- TASK STATEMENT -
Reproduce, exactly as they appear, the line containing "Could you please mark the distant vehicle" and every line after it, ending with the last line of the records.

- Point localization data -
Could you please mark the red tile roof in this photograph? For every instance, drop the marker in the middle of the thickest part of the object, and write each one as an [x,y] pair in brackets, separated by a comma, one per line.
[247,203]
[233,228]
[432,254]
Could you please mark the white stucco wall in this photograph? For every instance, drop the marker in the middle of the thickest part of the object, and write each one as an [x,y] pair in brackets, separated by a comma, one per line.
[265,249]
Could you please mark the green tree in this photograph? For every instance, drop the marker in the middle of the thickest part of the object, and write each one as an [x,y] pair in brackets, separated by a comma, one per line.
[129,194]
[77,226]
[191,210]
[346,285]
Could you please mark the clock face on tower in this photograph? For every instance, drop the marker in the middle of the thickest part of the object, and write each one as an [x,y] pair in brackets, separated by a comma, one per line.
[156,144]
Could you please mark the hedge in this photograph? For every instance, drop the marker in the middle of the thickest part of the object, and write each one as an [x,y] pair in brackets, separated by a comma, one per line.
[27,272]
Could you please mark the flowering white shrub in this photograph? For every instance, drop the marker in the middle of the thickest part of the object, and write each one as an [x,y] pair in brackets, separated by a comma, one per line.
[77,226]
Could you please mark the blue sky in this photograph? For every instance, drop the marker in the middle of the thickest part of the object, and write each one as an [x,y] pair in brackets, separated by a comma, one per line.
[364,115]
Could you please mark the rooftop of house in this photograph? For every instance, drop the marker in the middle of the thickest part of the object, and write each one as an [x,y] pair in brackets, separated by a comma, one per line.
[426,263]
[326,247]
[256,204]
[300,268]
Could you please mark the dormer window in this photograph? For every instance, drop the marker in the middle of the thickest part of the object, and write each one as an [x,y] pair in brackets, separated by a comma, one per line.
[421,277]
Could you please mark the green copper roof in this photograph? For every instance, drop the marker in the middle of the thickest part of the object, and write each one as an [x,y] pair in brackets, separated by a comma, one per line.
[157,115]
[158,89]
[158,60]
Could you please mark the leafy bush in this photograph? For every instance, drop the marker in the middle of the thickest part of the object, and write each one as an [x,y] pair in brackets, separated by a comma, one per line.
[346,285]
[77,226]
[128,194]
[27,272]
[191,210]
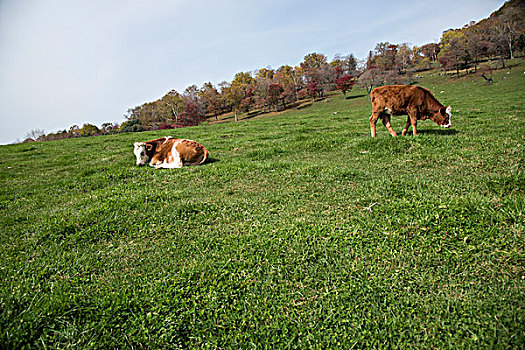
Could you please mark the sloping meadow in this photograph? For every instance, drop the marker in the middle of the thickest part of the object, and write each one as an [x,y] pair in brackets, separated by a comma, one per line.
[301,232]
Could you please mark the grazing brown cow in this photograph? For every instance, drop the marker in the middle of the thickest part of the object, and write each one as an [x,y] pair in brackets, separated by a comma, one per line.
[168,152]
[416,102]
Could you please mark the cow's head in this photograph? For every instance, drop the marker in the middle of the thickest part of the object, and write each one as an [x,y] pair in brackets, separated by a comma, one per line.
[141,150]
[444,117]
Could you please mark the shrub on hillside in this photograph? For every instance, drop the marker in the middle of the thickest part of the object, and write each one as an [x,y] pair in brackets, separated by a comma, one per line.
[133,125]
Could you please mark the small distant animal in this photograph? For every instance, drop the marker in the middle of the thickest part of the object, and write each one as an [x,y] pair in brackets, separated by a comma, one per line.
[416,102]
[169,152]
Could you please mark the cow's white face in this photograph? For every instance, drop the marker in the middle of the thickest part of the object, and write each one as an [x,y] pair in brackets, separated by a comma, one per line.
[140,152]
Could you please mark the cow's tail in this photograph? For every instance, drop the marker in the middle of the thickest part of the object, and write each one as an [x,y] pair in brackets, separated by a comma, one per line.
[202,159]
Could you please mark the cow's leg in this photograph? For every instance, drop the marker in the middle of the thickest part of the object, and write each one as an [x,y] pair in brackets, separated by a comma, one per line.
[373,122]
[413,121]
[406,126]
[386,122]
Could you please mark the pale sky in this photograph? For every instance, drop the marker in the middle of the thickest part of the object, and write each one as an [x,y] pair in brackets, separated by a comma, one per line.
[66,62]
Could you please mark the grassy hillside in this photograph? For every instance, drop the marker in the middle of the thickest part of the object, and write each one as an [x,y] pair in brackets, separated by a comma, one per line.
[302,232]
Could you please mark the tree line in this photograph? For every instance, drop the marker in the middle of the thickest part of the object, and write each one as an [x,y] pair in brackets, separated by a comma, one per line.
[500,37]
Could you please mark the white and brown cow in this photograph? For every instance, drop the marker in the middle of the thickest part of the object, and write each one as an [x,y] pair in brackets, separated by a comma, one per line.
[168,152]
[414,101]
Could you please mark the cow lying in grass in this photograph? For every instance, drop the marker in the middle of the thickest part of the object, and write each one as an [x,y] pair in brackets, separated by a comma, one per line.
[168,152]
[414,101]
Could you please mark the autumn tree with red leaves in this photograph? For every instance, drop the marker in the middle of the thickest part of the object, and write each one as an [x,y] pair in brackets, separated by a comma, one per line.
[345,83]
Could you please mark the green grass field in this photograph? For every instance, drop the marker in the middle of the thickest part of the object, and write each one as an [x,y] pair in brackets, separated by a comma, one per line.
[301,232]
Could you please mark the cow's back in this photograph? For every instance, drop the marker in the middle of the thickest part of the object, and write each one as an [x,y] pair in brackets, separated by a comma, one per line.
[398,98]
[192,152]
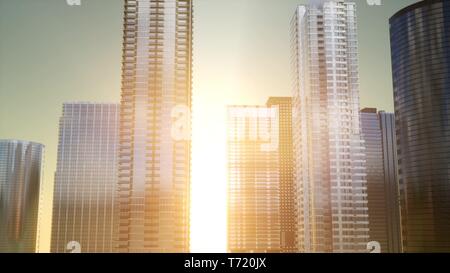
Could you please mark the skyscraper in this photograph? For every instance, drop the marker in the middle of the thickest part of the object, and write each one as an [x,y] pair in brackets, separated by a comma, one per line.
[253,180]
[420,40]
[261,205]
[329,156]
[382,185]
[288,209]
[86,178]
[155,146]
[21,164]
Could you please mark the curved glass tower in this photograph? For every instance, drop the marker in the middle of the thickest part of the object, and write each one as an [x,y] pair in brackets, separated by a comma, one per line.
[154,156]
[420,44]
[20,184]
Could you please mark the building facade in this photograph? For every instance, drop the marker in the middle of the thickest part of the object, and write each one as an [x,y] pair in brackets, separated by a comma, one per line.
[330,169]
[420,53]
[382,183]
[253,180]
[288,209]
[262,213]
[155,146]
[21,165]
[84,205]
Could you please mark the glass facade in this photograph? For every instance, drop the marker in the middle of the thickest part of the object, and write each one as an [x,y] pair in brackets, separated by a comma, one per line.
[420,45]
[288,209]
[253,180]
[86,178]
[382,186]
[21,164]
[155,146]
[330,170]
[261,190]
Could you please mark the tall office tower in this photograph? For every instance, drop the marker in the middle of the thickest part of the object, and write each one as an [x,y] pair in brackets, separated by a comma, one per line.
[21,164]
[420,48]
[382,185]
[85,178]
[154,158]
[329,150]
[253,180]
[288,212]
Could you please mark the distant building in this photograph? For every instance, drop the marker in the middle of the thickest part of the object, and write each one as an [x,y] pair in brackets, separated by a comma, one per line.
[382,184]
[253,180]
[86,178]
[420,40]
[21,165]
[261,192]
[155,138]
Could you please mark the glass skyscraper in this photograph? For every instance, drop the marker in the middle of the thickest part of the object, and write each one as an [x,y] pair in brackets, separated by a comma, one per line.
[382,183]
[253,180]
[261,191]
[330,169]
[288,209]
[21,165]
[420,46]
[155,146]
[86,178]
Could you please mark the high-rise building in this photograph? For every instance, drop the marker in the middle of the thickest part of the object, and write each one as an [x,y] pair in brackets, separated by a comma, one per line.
[86,178]
[155,146]
[420,65]
[382,185]
[329,156]
[261,205]
[288,209]
[253,180]
[21,164]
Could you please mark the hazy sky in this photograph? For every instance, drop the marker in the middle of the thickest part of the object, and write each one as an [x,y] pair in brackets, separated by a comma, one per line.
[52,53]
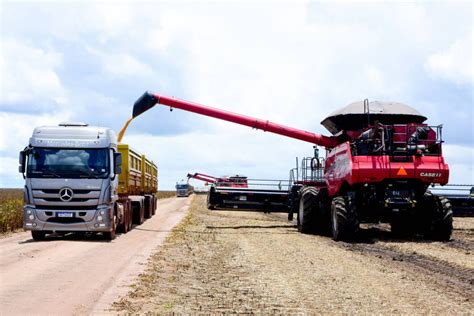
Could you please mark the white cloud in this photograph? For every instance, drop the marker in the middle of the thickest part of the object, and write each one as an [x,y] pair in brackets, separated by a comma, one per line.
[29,73]
[454,63]
[289,63]
[122,65]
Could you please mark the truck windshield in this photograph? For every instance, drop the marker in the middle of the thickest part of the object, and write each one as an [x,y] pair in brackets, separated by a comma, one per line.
[70,163]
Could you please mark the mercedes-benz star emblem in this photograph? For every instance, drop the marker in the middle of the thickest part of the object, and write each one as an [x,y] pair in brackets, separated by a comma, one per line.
[65,194]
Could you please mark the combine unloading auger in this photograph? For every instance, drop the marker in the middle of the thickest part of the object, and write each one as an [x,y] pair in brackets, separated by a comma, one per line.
[148,100]
[380,162]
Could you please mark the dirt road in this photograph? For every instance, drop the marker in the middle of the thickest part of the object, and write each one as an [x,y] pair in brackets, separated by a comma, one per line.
[234,262]
[72,275]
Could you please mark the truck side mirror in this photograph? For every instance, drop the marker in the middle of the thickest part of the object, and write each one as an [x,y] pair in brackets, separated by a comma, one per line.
[117,163]
[22,161]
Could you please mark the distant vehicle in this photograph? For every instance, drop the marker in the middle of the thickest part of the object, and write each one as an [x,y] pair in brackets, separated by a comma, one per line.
[78,179]
[184,190]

- RESPONSE TO THE EXERCISE -
Could you please mark the distant vehicle in this photograph? For every instance, drop the marker in the middle of the thickest part of the object, and write each one as an [x,y] pair in brackets, separated by a comma, one per line.
[78,179]
[184,190]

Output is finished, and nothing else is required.